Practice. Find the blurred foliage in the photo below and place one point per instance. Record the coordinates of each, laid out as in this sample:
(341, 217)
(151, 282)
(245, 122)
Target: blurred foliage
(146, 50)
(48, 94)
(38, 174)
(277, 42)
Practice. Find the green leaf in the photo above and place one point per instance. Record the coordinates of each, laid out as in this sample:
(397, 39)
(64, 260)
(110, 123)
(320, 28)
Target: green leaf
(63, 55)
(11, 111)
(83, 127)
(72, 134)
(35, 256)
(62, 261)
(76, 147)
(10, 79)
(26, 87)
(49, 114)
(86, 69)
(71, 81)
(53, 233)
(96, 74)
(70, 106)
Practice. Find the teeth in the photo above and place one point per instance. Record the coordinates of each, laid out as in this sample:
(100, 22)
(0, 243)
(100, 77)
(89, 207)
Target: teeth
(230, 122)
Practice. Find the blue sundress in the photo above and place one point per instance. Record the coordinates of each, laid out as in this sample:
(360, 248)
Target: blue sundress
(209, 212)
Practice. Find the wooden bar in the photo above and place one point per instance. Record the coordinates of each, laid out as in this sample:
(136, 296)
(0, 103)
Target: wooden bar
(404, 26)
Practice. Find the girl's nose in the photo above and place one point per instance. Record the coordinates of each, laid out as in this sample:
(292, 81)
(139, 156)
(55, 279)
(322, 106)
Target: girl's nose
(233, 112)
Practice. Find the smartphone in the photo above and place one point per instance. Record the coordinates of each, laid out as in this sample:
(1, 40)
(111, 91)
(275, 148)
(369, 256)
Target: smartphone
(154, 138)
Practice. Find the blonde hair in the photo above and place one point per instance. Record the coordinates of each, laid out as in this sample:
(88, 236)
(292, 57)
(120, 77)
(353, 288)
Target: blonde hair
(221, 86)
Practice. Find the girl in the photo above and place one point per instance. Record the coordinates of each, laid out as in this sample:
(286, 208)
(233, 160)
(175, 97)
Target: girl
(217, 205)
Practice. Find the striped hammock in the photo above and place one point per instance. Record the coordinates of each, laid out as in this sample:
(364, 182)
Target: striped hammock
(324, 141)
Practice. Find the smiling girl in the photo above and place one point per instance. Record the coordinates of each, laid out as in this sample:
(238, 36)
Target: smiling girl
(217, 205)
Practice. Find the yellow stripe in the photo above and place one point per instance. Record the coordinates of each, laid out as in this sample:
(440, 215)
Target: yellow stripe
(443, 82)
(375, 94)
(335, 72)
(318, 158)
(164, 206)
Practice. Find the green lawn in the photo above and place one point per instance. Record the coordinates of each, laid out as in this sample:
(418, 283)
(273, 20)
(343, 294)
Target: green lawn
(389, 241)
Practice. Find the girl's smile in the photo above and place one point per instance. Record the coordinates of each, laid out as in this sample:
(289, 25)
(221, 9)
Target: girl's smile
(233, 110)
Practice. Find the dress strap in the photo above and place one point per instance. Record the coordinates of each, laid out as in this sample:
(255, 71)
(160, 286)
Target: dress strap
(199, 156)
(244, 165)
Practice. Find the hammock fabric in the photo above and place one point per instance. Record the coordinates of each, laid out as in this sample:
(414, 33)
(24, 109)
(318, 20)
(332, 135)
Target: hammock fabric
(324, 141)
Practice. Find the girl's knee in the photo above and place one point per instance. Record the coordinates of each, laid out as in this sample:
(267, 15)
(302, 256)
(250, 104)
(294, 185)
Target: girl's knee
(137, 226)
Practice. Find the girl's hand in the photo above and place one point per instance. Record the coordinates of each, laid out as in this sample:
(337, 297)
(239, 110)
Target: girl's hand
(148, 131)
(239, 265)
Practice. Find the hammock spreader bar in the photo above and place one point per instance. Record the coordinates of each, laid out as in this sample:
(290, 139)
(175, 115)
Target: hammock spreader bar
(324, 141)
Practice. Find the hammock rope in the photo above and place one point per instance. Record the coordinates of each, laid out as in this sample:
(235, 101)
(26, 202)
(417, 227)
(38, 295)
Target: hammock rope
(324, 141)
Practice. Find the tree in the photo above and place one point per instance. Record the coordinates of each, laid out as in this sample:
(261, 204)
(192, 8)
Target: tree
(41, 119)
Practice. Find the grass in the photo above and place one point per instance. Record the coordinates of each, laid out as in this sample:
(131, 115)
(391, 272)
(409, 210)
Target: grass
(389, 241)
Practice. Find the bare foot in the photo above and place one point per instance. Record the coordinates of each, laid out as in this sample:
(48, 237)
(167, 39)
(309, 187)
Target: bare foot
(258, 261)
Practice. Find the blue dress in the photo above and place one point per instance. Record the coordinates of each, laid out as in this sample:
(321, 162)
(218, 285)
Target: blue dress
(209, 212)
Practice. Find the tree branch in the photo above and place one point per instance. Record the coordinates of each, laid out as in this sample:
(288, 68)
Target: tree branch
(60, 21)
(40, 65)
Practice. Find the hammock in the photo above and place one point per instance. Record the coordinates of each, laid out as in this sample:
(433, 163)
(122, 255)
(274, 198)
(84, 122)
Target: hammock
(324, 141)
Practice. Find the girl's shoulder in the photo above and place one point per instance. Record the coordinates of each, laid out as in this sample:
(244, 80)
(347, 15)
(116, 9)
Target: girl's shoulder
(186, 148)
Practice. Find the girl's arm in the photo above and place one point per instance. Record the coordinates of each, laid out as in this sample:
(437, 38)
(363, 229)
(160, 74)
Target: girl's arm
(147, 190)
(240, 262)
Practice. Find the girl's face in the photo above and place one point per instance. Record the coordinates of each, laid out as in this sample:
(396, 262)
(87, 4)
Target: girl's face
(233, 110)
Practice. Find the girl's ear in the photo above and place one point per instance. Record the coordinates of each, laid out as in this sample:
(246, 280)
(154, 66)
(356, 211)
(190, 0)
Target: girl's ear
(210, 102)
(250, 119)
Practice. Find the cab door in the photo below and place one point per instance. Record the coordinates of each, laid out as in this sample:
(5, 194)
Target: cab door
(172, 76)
======
**Exercise aim:**
Please write out, exactly as they appear, the lines from the one containing "Practice. Find the girl's face" through the last line of the records above, and nothing more.

**Problem solution:**
Practice. Find the girl's face in the photo above and place one point per instance. Record the coordinates of each, laid out as in this sample:
(396, 262)
(87, 4)
Target: girl's face
(233, 110)
Practice. Find the girl's ear in the photo above and place one point per instance. Record the coordinates of each, laid out as in this sample:
(246, 280)
(154, 66)
(356, 211)
(190, 0)
Target: girl's ear
(210, 102)
(250, 119)
Practice. Find the cab door in the photo below and place one point per instance. Record the coordinates of each, laid out as in this sample:
(5, 194)
Target: cab door
(172, 76)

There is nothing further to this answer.